• [Source text]:
:::::

The 2002 conference was held in New Orleans, and the 2004
conference took place in Alcalá de Henares (Spain), returning to
Europe for the first time since 1989.
Current board members are Clark Blaise (President), Bharati
Mukherjee, Maurice A. Lee, Allan Weiss, Claire Larriere, Velma
Pollard, and Juani Guerra.
If you would like to
become a member of the Society for the Study of the Short Story,
please visit:
http://www.shortstorysociety.com/
About the
Conference
Every other year the International Conference on the Short
Story in English brings together writers and scholars with
an interest in the short story, creating an unusual forum for a
fruitful debate between the practitioners of the art and
critical readers, coming from a diversity of fields and sharing
a variety of interests.
Writers and readers, bound by their common love for the short
story, convene from all over the world. They are interested in
exploring the ways and byways of an art that interconnects with
other forms of literature as well as with other fields of art (namely
photography, painting, cinema, music, and others). They also
approach and discuss the variety of ways in which the short
story is (and has been) embodied in history and geography,
exploring the multiple interweaving links of production and
consumption of literary works with the social, political,
economic, and other issues relevant to a given time and place.

:::::

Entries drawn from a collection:
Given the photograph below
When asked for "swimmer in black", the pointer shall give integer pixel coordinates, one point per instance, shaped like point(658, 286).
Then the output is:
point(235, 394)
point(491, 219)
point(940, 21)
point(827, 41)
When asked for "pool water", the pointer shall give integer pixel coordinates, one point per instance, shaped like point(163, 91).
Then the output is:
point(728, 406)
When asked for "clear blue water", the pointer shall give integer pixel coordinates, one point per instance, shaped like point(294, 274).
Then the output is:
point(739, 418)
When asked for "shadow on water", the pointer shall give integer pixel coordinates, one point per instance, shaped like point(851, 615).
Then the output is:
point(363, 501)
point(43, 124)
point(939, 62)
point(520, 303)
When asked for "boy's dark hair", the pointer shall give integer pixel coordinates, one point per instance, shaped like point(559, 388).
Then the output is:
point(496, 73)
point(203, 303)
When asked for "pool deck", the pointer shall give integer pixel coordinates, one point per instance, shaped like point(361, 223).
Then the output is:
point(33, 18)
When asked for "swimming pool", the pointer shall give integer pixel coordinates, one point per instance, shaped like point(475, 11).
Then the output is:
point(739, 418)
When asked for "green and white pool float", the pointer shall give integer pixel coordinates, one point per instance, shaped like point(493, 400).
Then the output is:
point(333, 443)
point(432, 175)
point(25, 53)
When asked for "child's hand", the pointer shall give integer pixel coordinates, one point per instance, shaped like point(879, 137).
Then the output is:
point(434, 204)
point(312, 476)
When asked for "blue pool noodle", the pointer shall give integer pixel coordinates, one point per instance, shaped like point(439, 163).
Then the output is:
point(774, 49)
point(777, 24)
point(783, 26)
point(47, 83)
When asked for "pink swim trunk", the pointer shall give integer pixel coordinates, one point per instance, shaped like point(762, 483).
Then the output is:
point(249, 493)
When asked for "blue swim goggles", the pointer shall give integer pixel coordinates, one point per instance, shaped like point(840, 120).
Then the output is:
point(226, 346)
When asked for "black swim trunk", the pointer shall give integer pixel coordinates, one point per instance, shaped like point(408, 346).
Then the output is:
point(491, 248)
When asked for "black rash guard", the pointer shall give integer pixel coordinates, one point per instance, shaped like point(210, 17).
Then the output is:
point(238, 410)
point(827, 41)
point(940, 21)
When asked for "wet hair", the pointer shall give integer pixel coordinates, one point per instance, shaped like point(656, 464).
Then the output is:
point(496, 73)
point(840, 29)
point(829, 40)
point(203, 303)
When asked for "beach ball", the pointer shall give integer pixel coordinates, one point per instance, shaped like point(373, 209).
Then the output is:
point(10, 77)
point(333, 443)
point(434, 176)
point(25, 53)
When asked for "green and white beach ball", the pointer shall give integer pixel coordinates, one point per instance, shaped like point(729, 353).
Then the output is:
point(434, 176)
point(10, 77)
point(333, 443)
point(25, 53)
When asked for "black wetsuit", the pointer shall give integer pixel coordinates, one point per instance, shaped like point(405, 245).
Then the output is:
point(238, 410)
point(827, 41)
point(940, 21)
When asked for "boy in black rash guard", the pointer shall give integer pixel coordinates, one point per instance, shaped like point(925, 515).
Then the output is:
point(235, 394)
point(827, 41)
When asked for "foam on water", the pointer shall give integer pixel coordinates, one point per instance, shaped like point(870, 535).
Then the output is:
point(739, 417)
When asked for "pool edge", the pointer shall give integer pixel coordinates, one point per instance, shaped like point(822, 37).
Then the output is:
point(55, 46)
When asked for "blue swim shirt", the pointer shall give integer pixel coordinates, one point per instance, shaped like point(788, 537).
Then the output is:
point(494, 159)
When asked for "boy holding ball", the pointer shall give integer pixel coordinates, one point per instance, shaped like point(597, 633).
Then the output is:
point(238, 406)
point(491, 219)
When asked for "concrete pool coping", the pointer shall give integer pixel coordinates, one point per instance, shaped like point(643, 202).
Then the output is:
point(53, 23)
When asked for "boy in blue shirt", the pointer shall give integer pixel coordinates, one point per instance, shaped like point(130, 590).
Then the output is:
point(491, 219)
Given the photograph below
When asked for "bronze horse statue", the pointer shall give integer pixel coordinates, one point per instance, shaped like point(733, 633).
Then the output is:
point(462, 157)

:::::

• [What to work on]:
Please reproduce the passage about the short story conference word for word, from "Writers and readers, bound" to "time and place.", inclusive.

• [Solved exercise]:
Writers and readers, bound by their common love for the short
story, convene from all over the world. They are interested in
exploring the ways and byways of an art that interconnects with
other forms of literature as well as with other fields of art (namely
photography, painting, cinema, music, and others). They also
approach and discuss the variety of ways in which the short
story is (and has been) embodied in history and geography,
exploring the multiple interweaving links of production and
consumption of literary works with the social, political,
economic, and other issues relevant to a given time and place.